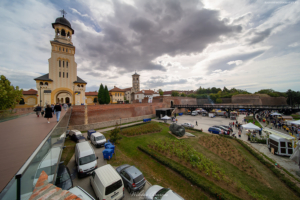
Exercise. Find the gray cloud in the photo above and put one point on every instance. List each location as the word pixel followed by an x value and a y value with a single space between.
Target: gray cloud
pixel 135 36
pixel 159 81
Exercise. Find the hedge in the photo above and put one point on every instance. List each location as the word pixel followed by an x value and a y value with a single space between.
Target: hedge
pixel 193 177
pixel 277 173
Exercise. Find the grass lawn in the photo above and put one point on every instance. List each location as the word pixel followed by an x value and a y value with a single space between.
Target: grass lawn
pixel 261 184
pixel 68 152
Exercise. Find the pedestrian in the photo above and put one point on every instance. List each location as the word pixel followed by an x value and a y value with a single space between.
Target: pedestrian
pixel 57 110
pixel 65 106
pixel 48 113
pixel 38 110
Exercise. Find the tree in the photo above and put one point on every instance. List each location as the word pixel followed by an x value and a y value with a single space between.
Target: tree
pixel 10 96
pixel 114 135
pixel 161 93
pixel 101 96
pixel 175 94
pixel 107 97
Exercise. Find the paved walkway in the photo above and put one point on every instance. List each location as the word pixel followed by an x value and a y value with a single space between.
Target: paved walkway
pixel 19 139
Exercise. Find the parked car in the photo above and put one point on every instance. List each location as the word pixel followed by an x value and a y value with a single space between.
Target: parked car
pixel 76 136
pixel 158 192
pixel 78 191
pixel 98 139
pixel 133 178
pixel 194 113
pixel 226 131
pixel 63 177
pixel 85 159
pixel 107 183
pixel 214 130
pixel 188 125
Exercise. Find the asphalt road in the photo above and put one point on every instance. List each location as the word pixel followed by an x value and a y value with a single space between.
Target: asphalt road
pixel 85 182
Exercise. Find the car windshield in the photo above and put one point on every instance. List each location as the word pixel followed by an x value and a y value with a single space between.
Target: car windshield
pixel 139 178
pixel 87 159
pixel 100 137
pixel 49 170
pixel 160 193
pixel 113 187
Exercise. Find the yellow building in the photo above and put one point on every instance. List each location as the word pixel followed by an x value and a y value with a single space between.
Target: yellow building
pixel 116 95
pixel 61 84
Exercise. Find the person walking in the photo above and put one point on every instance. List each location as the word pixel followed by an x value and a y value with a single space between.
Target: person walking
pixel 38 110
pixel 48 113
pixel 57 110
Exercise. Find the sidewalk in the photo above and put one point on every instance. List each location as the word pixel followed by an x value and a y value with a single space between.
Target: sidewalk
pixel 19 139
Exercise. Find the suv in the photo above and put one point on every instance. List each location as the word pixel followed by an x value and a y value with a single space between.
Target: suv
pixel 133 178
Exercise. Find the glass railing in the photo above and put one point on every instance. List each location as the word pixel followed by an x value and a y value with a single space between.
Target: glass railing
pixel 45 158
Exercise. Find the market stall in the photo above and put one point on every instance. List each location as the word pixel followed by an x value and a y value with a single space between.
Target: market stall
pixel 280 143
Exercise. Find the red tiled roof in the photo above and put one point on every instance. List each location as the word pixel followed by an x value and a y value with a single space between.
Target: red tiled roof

______________________________

Stated goal:
Convert all of the data above into a JSON list of strings, one string per line, omitting blank lines. Exclude the pictures.

The response:
[
  "Exercise. Find the gray cloud in the photo above and put one point on every instance. List each location as the word pixel followed by an x value and a y value with a single space between.",
  "Target: gray cloud",
  "pixel 135 36",
  "pixel 159 81",
  "Exercise. Find the hedge in the photo above and put one point on every instance. List each location as the word pixel followed by an x value and a y value with a single space between.",
  "Target: hedge",
  "pixel 193 177",
  "pixel 277 173",
  "Exercise. Find the grass lawn in the photo above and put one point on every instance. List each location as the word pixel followed by an x value and a y value with a single space between.",
  "Target: grass lawn",
  "pixel 261 184",
  "pixel 68 152",
  "Exercise. Find the pedestrian in the photo above and put one point on every instance. List each location as the word pixel followed by an x value and a y value with a single space between.",
  "Target: pedestrian",
  "pixel 57 110",
  "pixel 65 106",
  "pixel 48 113",
  "pixel 38 110",
  "Exercise. Find the tree in the photo above and put one point on every instance. List each location as the word pixel followed by an x value and a y value with a single space between.",
  "Target: tree",
  "pixel 10 96",
  "pixel 114 135",
  "pixel 161 93",
  "pixel 101 96",
  "pixel 175 94",
  "pixel 107 97",
  "Exercise. Find the paved walkway in the photo above and put one point on every instance. List each location as the word pixel followed by an x value and a y value with a single space between.",
  "Target: paved walkway",
  "pixel 19 139",
  "Exercise. Find the parked car in the photo above and put one point on every instance. List each location as the word pixel followed by an x value and a y value with a single space between.",
  "Target: parked car",
  "pixel 76 136",
  "pixel 158 192",
  "pixel 78 191",
  "pixel 98 139",
  "pixel 133 178",
  "pixel 194 113",
  "pixel 226 131",
  "pixel 63 177",
  "pixel 85 159",
  "pixel 107 183",
  "pixel 214 130",
  "pixel 188 125",
  "Exercise. Find the asphalt road in the photo above and put one point on every instance. List each location as the word pixel followed by an x value and a y value with a single space between.",
  "Target: asphalt road",
  "pixel 85 182",
  "Exercise. Find the car windshield in the photo above and put one point on every instance. List each location as the word pixel followed by an x value and a y value with a single space between.",
  "Target: car windshield",
  "pixel 139 178",
  "pixel 87 159",
  "pixel 100 137",
  "pixel 49 170",
  "pixel 160 193",
  "pixel 113 187",
  "Exercise. Find the yellow building in the photo above and put one point on every instance. List each location as the word pixel followed by an x value and a y value with a single space between.",
  "Target: yellow building",
  "pixel 116 95",
  "pixel 61 84",
  "Exercise. Find the person walking in the photo above and put one point on every instance. List each location as the word pixel followed by an x value and a y value with a single space between.",
  "Target: person walking",
  "pixel 38 110",
  "pixel 48 113",
  "pixel 57 110",
  "Exercise. Find the sidewalk in the photo above and put one point on every instance. List each location as the word pixel followed by an x value and a y value with a single space between.",
  "Target: sidewalk",
  "pixel 19 139",
  "Exercise. Find the suv in the photo above and put one point on every instance. List each location as the word pixel followed by an x value and a y value with a single space between.",
  "Target: suv",
  "pixel 133 178",
  "Exercise. Find the glass railing in the photo above and put one point on every instance. List each location as the word pixel followed by an x value and a y value with a single space between.",
  "Target: glass railing",
  "pixel 45 158",
  "Exercise. Find the market stall in the photo above and put one point on every instance. List each location as the word pixel followed by an x value and a y value with a single space between.",
  "Target: market stall",
  "pixel 280 143",
  "Exercise. Find the red tiled roof in the photo above and put one point on every instance. List each location as the word pixel followed by an x value and a y value with a single space between.",
  "Target: red tiled roof"
]